- **Source passage**
══════════════════════════════

FDA Provides Guidance on Increasing Clinical Trial Diversity

Jul 01, 2019PAO-M07-19-NI-003

Draft guidance focuses on improving the diversity of patient populations in clinical trials.

 

According to a new draft guidance from the U.S. Food and Drug Administration (FDA) on increasing patient diversity in clinical trials, trials sponsors have historically excluded some groups of patients from clinical studies without “strong clinical or scientific justification.”

 

Some patients with certain concomitant illnesses are excluded due to concerns regarding susceptibility to adverse effects, as are those that have other diseases or are taking other medications that would prevent the establishment of clear results for the investigational drug. However, by excluding these types of patients, clinical studies are often limited to a narrow population that does not represent the wider patient population, which varies with respect to weight, age, gender, race, or other illness and organ dysfunction, who may eventually receive the drug.

══════════════════════════════

- **Data supplied**
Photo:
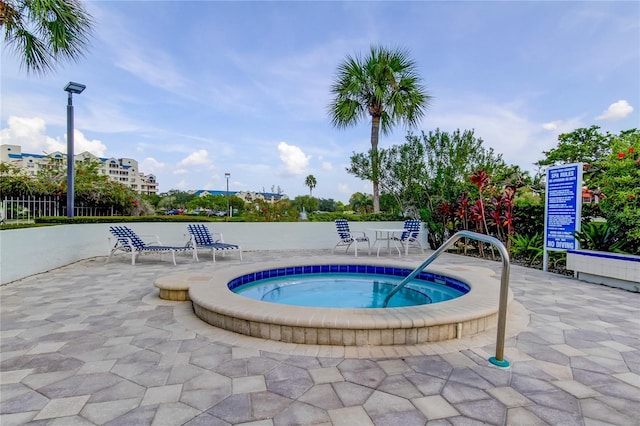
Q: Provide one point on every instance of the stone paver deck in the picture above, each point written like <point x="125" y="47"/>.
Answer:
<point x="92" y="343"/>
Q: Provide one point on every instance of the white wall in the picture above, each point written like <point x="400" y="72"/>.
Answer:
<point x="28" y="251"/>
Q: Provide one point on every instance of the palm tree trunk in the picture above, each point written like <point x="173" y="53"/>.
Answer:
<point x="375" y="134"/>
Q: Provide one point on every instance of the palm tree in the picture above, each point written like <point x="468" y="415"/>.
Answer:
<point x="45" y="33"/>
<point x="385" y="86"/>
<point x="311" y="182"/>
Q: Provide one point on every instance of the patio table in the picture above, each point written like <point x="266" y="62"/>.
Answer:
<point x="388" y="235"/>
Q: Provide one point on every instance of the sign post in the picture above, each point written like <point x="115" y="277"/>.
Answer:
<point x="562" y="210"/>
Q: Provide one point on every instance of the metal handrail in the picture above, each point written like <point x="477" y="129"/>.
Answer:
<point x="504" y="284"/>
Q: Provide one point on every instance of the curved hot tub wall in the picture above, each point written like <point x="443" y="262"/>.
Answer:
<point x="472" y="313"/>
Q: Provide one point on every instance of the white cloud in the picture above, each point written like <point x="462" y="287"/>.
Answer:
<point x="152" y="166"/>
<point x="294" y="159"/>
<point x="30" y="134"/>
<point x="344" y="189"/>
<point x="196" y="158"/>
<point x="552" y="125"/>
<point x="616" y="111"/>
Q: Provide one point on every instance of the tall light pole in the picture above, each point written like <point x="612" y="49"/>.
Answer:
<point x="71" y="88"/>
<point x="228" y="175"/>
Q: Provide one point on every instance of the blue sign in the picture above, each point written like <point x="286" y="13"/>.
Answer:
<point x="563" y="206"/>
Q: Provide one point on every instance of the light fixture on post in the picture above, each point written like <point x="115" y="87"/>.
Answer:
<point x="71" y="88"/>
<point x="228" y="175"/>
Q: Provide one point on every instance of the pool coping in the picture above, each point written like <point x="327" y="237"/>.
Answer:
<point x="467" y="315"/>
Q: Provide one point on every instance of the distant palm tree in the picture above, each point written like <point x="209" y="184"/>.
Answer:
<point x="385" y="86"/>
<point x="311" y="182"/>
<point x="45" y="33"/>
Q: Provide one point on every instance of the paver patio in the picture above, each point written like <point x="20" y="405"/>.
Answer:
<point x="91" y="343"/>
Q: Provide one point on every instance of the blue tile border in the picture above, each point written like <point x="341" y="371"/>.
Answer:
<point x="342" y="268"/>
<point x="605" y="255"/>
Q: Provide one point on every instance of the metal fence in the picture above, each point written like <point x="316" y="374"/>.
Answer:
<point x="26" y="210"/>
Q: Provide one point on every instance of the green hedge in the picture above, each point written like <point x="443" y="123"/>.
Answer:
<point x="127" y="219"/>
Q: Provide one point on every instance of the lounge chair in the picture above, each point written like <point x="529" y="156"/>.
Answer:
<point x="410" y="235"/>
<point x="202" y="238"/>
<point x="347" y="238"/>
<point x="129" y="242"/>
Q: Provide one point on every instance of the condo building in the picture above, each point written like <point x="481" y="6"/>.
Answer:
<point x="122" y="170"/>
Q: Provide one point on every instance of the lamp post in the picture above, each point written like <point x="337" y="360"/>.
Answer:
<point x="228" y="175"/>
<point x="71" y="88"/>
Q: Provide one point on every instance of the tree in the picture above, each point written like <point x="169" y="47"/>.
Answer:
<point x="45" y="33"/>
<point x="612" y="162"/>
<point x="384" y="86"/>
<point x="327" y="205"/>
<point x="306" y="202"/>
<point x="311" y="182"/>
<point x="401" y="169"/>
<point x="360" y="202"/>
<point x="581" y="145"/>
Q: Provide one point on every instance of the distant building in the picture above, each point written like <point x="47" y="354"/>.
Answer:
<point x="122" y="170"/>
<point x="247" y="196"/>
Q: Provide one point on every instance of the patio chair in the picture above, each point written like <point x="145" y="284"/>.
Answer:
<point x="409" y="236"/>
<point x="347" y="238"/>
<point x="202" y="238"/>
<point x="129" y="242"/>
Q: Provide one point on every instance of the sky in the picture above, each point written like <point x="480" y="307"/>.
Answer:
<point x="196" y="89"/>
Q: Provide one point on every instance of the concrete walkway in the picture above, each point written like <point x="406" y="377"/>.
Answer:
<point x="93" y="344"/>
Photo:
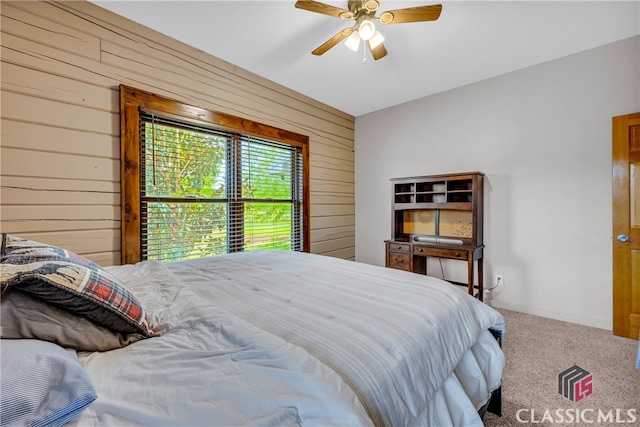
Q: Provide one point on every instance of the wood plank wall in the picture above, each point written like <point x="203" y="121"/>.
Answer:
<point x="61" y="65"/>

══════════════════════════════

- **Set of tasks**
(a) Reproduce the passage from the clinical trial diversity article, from "According to a" up to and including "receive the drug.".
(b) Answer these questions using the clinical trial diversity article:
(i) On what date was the article dated?
(ii) Which agency issued the draft guidance?
(iii) Name the ways in which the wider patient population varies.
(c) Pick up the clinical trial diversity article after its final sentence and keep writing it.

- **Answers by item number**
(a)
According to a new draft guidance from the U.S. Food and Drug Administration (FDA) on increasing patient diversity in clinical trials, trials sponsors have historically excluded some groups of patients from clinical studies without “strong clinical or scientific justification.”

 

Some patients with certain concomitant illnesses are excluded due to concerns regarding susceptibility to adverse effects, as are those that have other diseases or are taking other medications that would prevent the establishment of clear results for the investigational drug. However, by excluding these types of patients, clinical studies are often limited to a narrow population that does not represent the wider patient population, which varies with respect to weight, age, gender, race, or other illness and organ dysfunction, who may eventually receive the drug.

(b)
(i) Jul 01, 2019
(ii) The U.S. Food and Drug Administration (FDA)
(iii) Weight, age, gender, race, or other illness and organ dysfunction

(c)
To address this issue, the new FDA guidance provides recommendations for increasing diversity of clinical trial participants through enrichment and inclusive trial practices and design. One example provided involves conducting substudies with higher-risk populations at sites with expertise in working with these types of patients. Another is the provision of expanded access, which is generally only granted to treat, monitor or diagnose a patient’s illness under a compassionate-use rationale.

 

For rare diseases trials, the guidance provides a separate set of recommendations. According to the agency, “Because rare disease often affect small, geographically dispersed patient populations with disease-related travel limitations, special efforts may be necessary to enroll and retain these participants to ensure that a broad spectrum of the patient population is represented.”

 

Public comments will be collected through August 6, 2019.